Problèmes à résoudre ->
(A) Énumérez tous les membres de la famille de Jules-Émeric-Raoul Bricheteau de la Morandière qui sont nommés dans la notice biographique.
(B) Reproduisez fidèlement le passage de la notice biographique qui s'ouvre sur les mots contenant "Jules-Émeric-Raoul BRICHETEAU de la MORANDIÈRE (1837-1900)" et se clôt sur "la promotion 1858).".

Texte proposé ->
▼

Jules-Émeric-Raoul BRICHETEAU de la MORANDIÈRE (1837-1900)

Fils de Romain BRICHETEAU-MORANDIERE (1809-1875 ; X 1828 ; corps des ponts et chaussées) dit BRICHETEAU de la MORANDIERE et de Louise Aline THINAULT ; petit-fils de Alexis Joseph BRICHETEAU-MORANDIERE et de Eulalie Rosalie ARCHAMBAULT. Frère de Edouard Alexis BRICHETEAU-MORANDIERE (X 1858).

Ecole des mines de Paris (auditeur libre de la promotion 1858).


Bulletin de l'Association amicale des anciens élèves de l'Ecole des Mines, juin 1901

Le 4 juillet 1900 s'éteignait, dans sa soixante-troisième année, Jules-Émeric-Raoul Bricheteau de la Morandière.

▲

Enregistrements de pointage
▼

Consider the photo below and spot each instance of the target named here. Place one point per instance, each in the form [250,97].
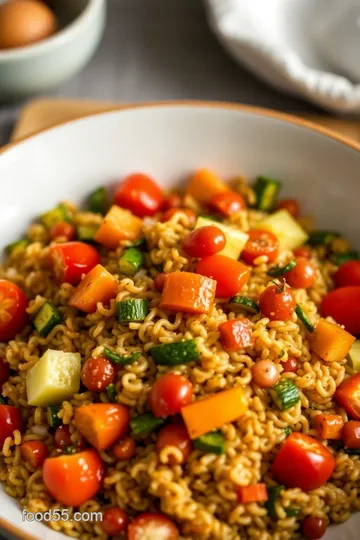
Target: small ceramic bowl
[40,67]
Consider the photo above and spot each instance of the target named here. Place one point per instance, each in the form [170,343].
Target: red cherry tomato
[260,243]
[114,521]
[140,194]
[10,420]
[73,479]
[152,525]
[229,274]
[169,394]
[348,274]
[303,462]
[13,304]
[344,306]
[63,230]
[71,260]
[302,276]
[277,303]
[291,205]
[314,528]
[97,374]
[34,452]
[175,435]
[204,241]
[228,202]
[348,395]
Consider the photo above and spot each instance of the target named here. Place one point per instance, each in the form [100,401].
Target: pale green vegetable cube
[235,239]
[54,378]
[285,228]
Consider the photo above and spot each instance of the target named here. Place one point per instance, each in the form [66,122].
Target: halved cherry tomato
[71,260]
[303,462]
[344,306]
[351,434]
[73,479]
[227,203]
[63,230]
[348,395]
[97,374]
[260,243]
[13,304]
[204,241]
[169,394]
[152,526]
[229,274]
[175,435]
[140,194]
[348,274]
[277,302]
[10,420]
[34,452]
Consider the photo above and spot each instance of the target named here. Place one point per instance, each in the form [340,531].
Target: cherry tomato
[260,243]
[302,276]
[175,435]
[114,521]
[152,525]
[291,205]
[73,479]
[71,260]
[63,230]
[140,194]
[348,274]
[348,395]
[10,420]
[303,462]
[229,274]
[277,303]
[265,374]
[169,394]
[227,203]
[13,304]
[34,452]
[344,306]
[204,241]
[351,434]
[97,374]
[124,450]
[314,528]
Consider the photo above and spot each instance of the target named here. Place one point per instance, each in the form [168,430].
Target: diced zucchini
[131,261]
[235,239]
[285,394]
[46,319]
[266,191]
[54,378]
[174,354]
[285,228]
[132,310]
[213,442]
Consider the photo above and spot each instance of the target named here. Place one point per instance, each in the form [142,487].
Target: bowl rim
[58,39]
[249,109]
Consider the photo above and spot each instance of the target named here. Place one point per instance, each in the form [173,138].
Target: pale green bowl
[41,67]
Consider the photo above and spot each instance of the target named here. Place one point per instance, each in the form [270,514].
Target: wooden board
[44,113]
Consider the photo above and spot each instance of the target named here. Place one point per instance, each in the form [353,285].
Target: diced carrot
[97,286]
[188,292]
[331,342]
[329,426]
[213,412]
[118,224]
[254,493]
[204,185]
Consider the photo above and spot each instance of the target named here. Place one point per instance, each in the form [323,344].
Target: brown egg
[23,22]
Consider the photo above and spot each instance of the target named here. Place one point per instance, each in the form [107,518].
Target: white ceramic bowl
[169,141]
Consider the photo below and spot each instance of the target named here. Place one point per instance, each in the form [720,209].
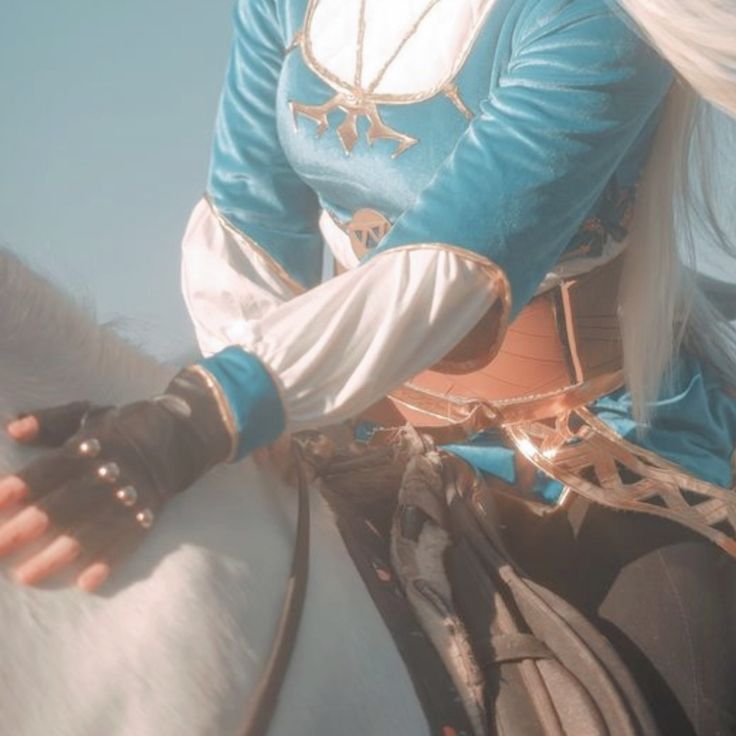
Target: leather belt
[561,352]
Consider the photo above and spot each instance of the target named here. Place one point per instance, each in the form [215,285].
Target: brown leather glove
[113,468]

▲

Réponses aux exercices ->
(A)
- Romain BRICHETEAU-MORANDIERE, dit BRICHETEAU de la MORANDIERE (père)
- Louise Aline THINAULT (mère)
- Alexis Joseph BRICHETEAU-MORANDIERE (grand-père)
- Eulalie Rosalie ARCHAMBAULT (grand-mère)
- Edouard Alexis BRICHETEAU-MORANDIERE (frère)

(B)
Jules-Émeric-Raoul BRICHETEAU de la MORANDIÈRE (1837-1900)

Fils de Romain BRICHETEAU-MORANDIERE (1809-1875 ; X 1828 ; corps des ponts et chaussées) dit BRICHETEAU de la MORANDIERE et de Louise Aline THINAULT ; petit-fils de Alexis Joseph BRICHETEAU-MORANDIERE et de Eulalie Rosalie ARCHAMBAULT. Frère de Edouard Alexis BRICHETEAU-MORANDIERE (X 1858).

Ecole des mines de Paris (auditeur libre de la promotion 1858).